***** TEXT PROVIDED *****
|Hurd, H - IOWA STATE UNIV|
|Mckean, J - IOWA STATE UNIV|
Submitted to: Journal of Animal Science
Publication Type: Abstract Only
Publication Acceptance Date: April 11, 2006
Publication Date: July 9, 2006
Citation: Rostagno, M.H., Hurd, H.S., Mckean, J. Prevalence of salmonella enterica serotype typhimurium in swine at slaughter. Journal of Animal Science. 84(1):252. Technical Abstract: Salmonella enterica is recognized as an important foodborne pathogen with multiple potential sources, including pork. Although S. enterica constitutes a very heterogeneous group of bacteria, including more than 2,400 serotypes, only a limited number of serotypes are responsible for most outbreaks. Despite the importance of S. enterica serotype Typhimurium as the most common cause of foodborne infections, a limited number of serotype-specific epidemiological studies are available, particularly in swine. Therefore, the objective of this cross-sectional survey was to analyze data available from multiple studies conducted by our research team estimating the prevalence of S. enterica overall, and specifically of S. enterica serotype Typhimurium in swine at slaughter. A total of 1,110 pigs from three large capacity abattoirs located in the Midwestern U.S. were individually sampled at slaughter. Individually paired samples collected included: cecal contents and ileocecal lymph nodes. Samples were collected on multiple occasions in all three abattoirs, transported to the laboratory, and processed for the isolation and identification of S. enterica. The prevalence of S. enterica, based on any of the samples collected (i.e., pigs positive in at least one of the samples), was: 57.1% in abattoir A, 48.3% in abattoir B, 70.2% in abattoir C, and 62.6% overall. A variety of S. enterica serotypes was isolated in all abattoirs. The prevalence of S. enterica serotype Typhimurium found was: 18.8% in abattoir A, 5.8% in abattoir B, 38.7% in abattoir C, and 27.3% overall. This study confirms that the S. enterica prevalence at slaughter in swine is high, requiring attention due to the associated risk of contamination of the abattoir environment. The proportion of S. enterica-positive animals carrying specifically the serotype Typhimurium varied between abattoirs.
*****
DIRECTIONS:
1) Using the abstract on salmonella in swine, decide whether each statement agrees with it, answering yes or no and quoting the deciding words.
(a) The pigs were sampled at three abattoirs in the Midwestern U.S.
(b) Abattoir B had the highest prevalence of S. enterica.
(c) S. enterica includes more than 2,400 serotypes.
2) Answer these from the abstract on salmonella in swine.
(a) To which journal was the work submitted?
(b) Which two kinds of paired samples were collected from each pig?
(c) What was the overall prevalence of serotype Typhimurium?
The listing after the abstract is not needed for any of the work here.
***** EXCERPTED DATA *****
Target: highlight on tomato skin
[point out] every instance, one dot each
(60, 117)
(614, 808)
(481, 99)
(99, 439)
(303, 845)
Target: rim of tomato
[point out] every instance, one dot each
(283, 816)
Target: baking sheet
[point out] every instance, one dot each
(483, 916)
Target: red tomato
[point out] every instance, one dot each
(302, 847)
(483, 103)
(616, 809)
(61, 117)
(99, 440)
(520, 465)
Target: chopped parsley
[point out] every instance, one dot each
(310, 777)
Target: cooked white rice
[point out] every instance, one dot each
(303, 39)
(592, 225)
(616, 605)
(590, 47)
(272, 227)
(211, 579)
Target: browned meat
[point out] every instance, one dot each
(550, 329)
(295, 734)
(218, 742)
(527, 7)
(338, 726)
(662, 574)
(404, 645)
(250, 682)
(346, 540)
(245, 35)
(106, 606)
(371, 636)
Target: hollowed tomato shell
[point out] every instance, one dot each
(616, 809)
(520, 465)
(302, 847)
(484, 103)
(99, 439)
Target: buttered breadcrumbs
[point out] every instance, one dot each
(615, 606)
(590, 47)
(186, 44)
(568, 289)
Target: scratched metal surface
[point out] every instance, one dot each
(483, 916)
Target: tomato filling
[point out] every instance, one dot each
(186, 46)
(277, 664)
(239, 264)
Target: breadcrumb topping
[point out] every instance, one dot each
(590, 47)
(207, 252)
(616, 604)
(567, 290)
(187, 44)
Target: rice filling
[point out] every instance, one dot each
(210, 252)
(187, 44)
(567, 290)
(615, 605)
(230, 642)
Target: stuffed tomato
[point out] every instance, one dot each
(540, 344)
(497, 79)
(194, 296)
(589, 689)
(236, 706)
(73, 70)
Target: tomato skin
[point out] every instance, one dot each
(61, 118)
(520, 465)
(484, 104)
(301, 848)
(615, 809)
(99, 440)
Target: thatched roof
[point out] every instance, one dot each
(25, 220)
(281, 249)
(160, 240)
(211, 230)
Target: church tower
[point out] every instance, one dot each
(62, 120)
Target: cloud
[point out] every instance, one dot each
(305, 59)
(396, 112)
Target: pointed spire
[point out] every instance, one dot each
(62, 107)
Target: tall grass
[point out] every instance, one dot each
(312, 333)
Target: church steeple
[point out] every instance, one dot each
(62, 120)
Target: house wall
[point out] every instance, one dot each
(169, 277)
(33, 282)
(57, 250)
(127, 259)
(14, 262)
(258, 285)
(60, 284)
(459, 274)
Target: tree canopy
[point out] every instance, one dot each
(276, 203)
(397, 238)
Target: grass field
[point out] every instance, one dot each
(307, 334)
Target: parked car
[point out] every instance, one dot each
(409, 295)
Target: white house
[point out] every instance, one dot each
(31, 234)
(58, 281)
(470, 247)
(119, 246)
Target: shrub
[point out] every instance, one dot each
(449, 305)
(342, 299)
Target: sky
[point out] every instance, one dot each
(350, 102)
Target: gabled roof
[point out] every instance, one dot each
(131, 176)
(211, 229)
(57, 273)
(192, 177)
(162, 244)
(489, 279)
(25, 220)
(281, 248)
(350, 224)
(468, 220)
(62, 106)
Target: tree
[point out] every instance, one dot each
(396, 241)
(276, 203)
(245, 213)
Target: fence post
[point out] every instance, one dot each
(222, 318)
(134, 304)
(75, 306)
*****
ANSWERS FOR THE EXERCISE:
1)
(a) Yes: "A total of 1,110 pigs from three large capacity abattoirs located in the Midwestern U.S. were individually sampled at slaughter."
(b) No: "48.3% in abattoir B, 70.2% in abattoir C"
(c) Yes: "including more than 2,400 serotypes"

2)
(a) Journal of Animal Science
(b) Cecal contents and ileocecal lymph nodes
(c) 27.3%